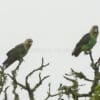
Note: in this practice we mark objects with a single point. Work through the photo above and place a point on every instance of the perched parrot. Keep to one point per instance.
(17, 53)
(87, 42)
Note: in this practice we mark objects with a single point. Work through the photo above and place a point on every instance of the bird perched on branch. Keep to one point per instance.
(17, 53)
(87, 42)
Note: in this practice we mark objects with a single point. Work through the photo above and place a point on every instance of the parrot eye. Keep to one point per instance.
(95, 30)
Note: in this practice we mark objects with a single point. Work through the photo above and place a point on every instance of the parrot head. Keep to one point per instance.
(95, 30)
(28, 43)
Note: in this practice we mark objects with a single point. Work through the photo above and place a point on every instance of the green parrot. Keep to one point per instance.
(17, 53)
(87, 42)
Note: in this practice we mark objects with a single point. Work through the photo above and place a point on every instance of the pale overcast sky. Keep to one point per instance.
(55, 27)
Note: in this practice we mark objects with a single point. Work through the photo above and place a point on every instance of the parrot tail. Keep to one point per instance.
(8, 62)
(76, 52)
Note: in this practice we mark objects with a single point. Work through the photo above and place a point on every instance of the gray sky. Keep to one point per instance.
(55, 27)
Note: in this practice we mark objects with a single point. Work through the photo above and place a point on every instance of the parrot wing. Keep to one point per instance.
(84, 40)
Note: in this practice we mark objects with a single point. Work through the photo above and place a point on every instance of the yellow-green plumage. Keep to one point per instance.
(17, 53)
(87, 42)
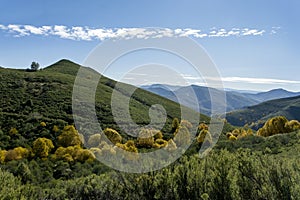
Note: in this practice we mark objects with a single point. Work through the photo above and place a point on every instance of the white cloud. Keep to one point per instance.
(20, 31)
(258, 80)
(88, 33)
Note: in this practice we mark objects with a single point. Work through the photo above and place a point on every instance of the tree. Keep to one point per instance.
(203, 136)
(186, 123)
(17, 153)
(175, 125)
(34, 66)
(42, 147)
(145, 139)
(113, 135)
(2, 156)
(94, 140)
(182, 136)
(69, 137)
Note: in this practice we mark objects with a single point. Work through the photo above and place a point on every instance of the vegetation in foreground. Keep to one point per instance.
(42, 155)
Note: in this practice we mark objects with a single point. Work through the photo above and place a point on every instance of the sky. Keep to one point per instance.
(254, 44)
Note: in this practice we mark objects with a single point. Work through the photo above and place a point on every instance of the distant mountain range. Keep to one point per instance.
(46, 95)
(256, 115)
(235, 99)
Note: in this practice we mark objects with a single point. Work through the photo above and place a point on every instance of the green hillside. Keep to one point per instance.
(28, 98)
(255, 116)
(42, 155)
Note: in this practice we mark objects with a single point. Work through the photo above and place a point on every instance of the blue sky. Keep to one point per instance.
(263, 54)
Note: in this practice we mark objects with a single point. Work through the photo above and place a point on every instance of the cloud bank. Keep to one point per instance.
(88, 34)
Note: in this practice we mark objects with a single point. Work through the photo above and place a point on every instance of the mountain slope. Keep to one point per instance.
(258, 114)
(28, 98)
(234, 100)
(272, 94)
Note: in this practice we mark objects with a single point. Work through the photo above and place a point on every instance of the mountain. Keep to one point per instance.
(235, 99)
(272, 94)
(28, 98)
(258, 114)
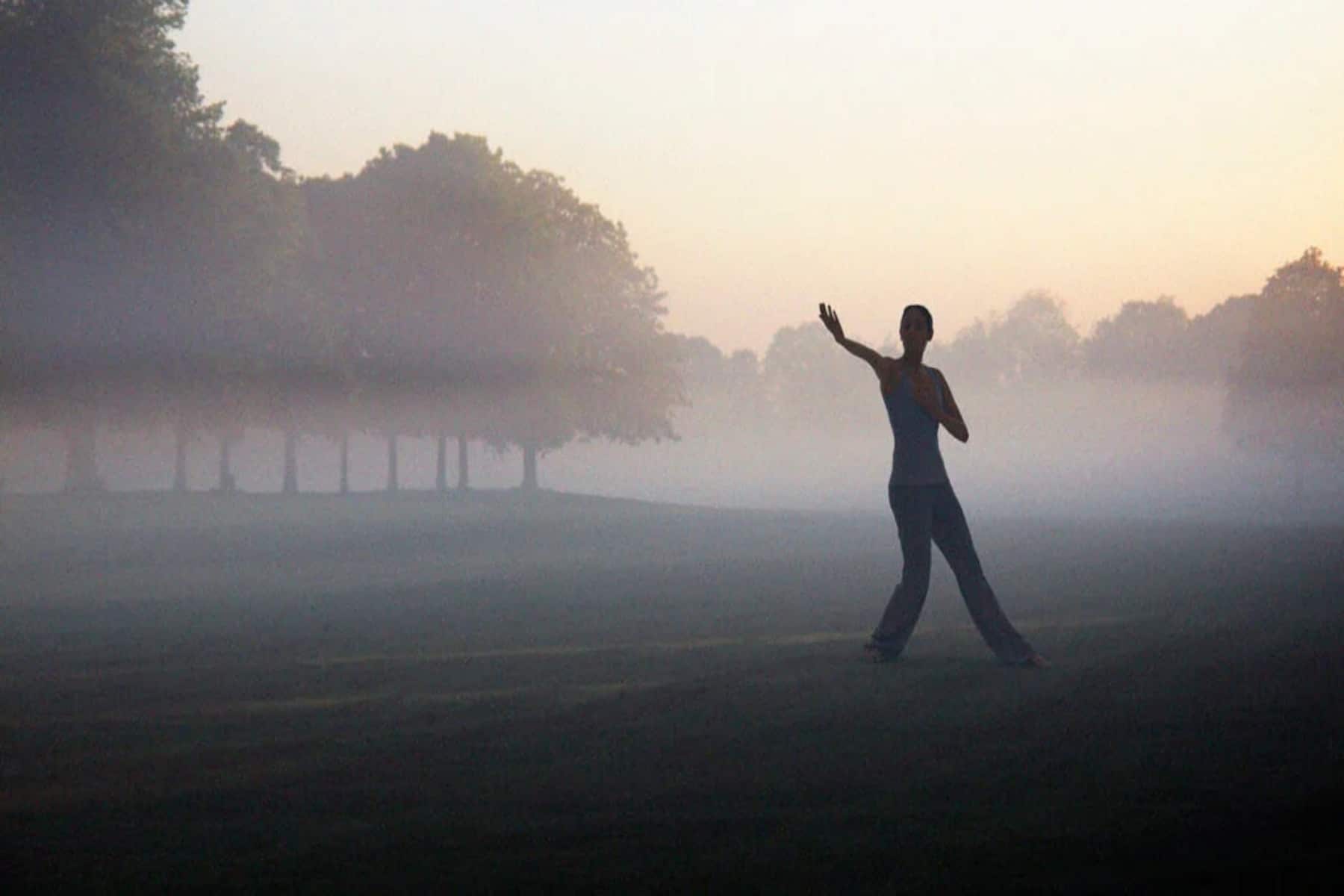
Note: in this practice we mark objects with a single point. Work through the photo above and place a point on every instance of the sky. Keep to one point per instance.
(769, 156)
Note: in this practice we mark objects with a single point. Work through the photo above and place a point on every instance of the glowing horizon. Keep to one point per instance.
(765, 158)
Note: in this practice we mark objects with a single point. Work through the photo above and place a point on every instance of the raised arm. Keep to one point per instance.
(858, 349)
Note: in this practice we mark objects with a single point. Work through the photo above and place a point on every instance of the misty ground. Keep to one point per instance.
(381, 692)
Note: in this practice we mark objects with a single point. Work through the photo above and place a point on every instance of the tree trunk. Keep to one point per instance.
(290, 484)
(441, 473)
(81, 458)
(179, 462)
(463, 479)
(226, 477)
(530, 467)
(344, 462)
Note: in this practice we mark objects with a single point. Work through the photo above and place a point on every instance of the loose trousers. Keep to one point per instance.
(932, 514)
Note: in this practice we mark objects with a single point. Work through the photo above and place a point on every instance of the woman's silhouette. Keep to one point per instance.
(918, 402)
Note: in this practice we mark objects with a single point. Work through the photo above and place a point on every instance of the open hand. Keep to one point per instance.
(833, 321)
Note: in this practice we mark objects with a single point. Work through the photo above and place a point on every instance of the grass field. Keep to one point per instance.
(492, 694)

- - -

- **Task details**:
All pictures are to be dropped, and the records above returned exactly.

- **Your solution**:
Note: in this practice we mark objects with a single point. Work through the photo above and place a point on every instance of the perched parrot. Keep to one point per instance.
(17, 53)
(87, 42)
Note: in this practice we mark objects with a single point. Work through the photo above and place a point on every instance of the bird perched on branch. Keep to one point per instance.
(17, 53)
(87, 42)
Note: in this practice we mark objects with a single point. Work through the photo above and place a point on every instance of the parrot eye. Keep to one point per instance.
(95, 30)
Note: in this practice we mark objects with a single point. Work through the photo above and place a point on every instance of the parrot head. Keep to one point per instance.
(95, 30)
(28, 43)
Note: in this practice we mark objects with a single point. Work through the photo above and place a point on every instance of the green parrot. Keep to one point per instance.
(17, 53)
(87, 42)
Note: in this practice we mark objects with a single point. Work through the photo above and place a point on every instance of the pale overcast sky. Keep to one point per instance.
(55, 27)
Note: in this practice we mark objects with a single point. Work through the photo above and place a point on every instance of the parrot tail. Keep to one point per instance.
(8, 62)
(76, 52)
Note: in this practice we mark objects with a single point. Work through the photo above and place a point on every instance of the gray sky. Keep to one point per instance.
(55, 27)
Note: in this practice we mark objects with a single point. Work through the photo above and place a point on every instance of the parrot wing. Keep to one point per instance.
(84, 40)
Note: in this practice we mark objects with a single point. Work through the photo above and place a point on every instance of the yellow-green plumage. Keep to one point per instance.
(17, 53)
(87, 42)
Note: in this practice we mark objects with a single point. Work through the photo above and place a point on every instance of the white cloud. Keep to one point per instance.
(20, 31)
(258, 80)
(88, 33)
Note: in this practice we mark objects with a single point. Work through the photo above and place a point on every instance of the tree. Keep to one point per instance.
(203, 136)
(186, 123)
(17, 153)
(175, 125)
(34, 66)
(42, 147)
(145, 139)
(113, 135)
(2, 156)
(94, 140)
(182, 136)
(69, 137)
Note: in this practice we mark objects with a single point. Work through the photo above and place a point on every instance of the vegetation in foreground. Keep to one point per instance.
(42, 155)
Note: in this practice we mark objects with a single point. Work through the photo above and place a point on every instance of the sky. Keep to one point per instance.
(254, 44)
Note: in this practice we mark objects with a single point. Work through the photo above and place a point on every instance of the distant mountain range. Keep to one point per instance.
(46, 95)
(256, 115)
(235, 99)
Note: in this practice we mark objects with a single point. Work through the photo above and place a point on every instance of the green hillside. Keep to one point per instance.
(28, 98)
(255, 116)
(42, 155)
Note: in this practice we mark objects with a single point. Work through the photo above and place a point on every instance of the blue sky. Keep to one point per instance.
(263, 54)
Note: in this practice we mark objects with a single point. Work through the photo above and place a point on every instance of the cloud bank. Keep to one point per instance.
(88, 34)
Note: in this practice we mark objects with a single point. Work through the photo above and place a point on every instance of the mountain slope. Keep to one point per instance.
(258, 114)
(28, 98)
(234, 100)
(272, 94)
Note: in this practice we mark objects with a single point. Work through the photo above and place a point on every instance of the mountain. Keep to one point per instance.
(235, 99)
(272, 94)
(28, 98)
(258, 114)
Note: in this practice we mark objects with a single point. Work through the photo above and place a point on every instance of the sky. Keep to one point per instance.
(769, 156)
Note: in this practice we mark objects with a single point. Work through the photo above and place a point on every instance of the glowing horizon. Keep to one point per instance.
(765, 158)
Note: in this practice we mark objects with a single point. Work through the photo above and place a point on every instance of the raised arm. Keep to one point per instance.
(858, 349)
Note: in this practice we mark objects with a single point. Work through the photo above and place a point on every instance of the misty ground. Keep to one point per instance.
(381, 692)
Note: in this practice we mark objects with a single point. Work through the photo above and place a point on every instance of the tree trunk. Keep to one point per instance.
(290, 484)
(441, 473)
(81, 458)
(179, 462)
(463, 479)
(226, 477)
(530, 467)
(344, 462)
Note: in this practice we mark objects with a single point. Work through the photo above and place a point on every instance of the loose trousers. Keep to one point per instance.
(932, 514)
Note: in this practice we mark objects with a single point. Work through the photo above and place a point on every instance of the woman's silhouette. Keep to one point per instance.
(918, 402)
Note: in this practice we mark objects with a single point. Work through the photo above and place a point on every instance of the open hand. Keep to one point per instance.
(833, 321)
Note: in this practice we mark objects with a single point. Work through the photo above and place a point on every instance of the grass field. Keep to one point per instance.
(492, 694)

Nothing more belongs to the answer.